### Task
Reproduce the lines starting at the one containing "Would you mind indicating the ornate" and ending at the one containing "Would you mind indicating the curb", adding 102 to every coordinate value in their answers. Output only those lines, keeping all other text in them unchanged.

======

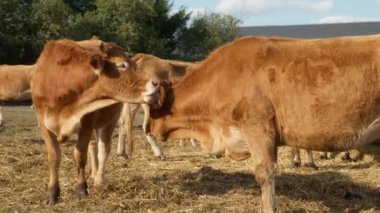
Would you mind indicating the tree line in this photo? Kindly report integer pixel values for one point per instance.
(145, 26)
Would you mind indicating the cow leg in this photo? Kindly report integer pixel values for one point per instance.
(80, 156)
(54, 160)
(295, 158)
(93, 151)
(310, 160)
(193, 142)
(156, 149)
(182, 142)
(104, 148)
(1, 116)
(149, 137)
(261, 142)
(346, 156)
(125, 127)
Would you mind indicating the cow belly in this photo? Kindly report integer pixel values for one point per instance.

======

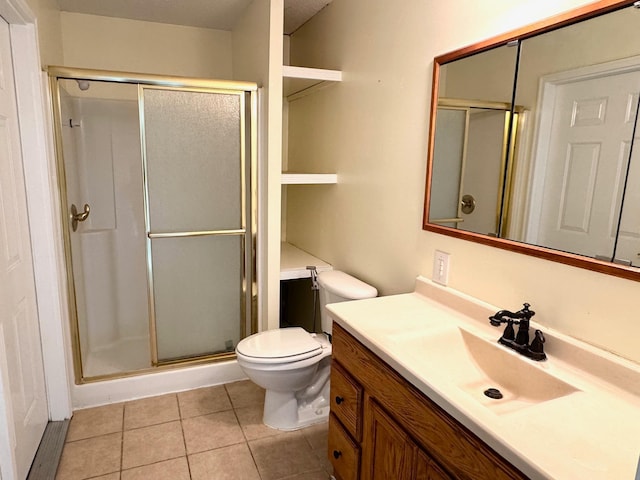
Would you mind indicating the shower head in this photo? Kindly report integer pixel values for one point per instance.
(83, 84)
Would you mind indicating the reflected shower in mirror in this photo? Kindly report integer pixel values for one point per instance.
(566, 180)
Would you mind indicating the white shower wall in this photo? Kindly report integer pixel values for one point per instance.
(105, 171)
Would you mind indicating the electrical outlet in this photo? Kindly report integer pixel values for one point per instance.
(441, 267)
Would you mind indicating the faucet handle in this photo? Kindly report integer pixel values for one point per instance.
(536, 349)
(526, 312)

======

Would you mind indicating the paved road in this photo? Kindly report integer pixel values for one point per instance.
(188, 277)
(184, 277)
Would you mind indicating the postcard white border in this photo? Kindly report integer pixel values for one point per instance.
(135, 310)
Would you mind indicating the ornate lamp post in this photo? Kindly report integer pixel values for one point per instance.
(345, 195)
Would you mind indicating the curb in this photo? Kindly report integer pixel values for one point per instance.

======

### Solved exercise
Would you mind indicating the ornate lamp post in this photo? Kindly report integer pixel values for one point per instance.
(447, 297)
Would you mind indicating the curb in this photo? Kindly report integer pixel values for one point per instance.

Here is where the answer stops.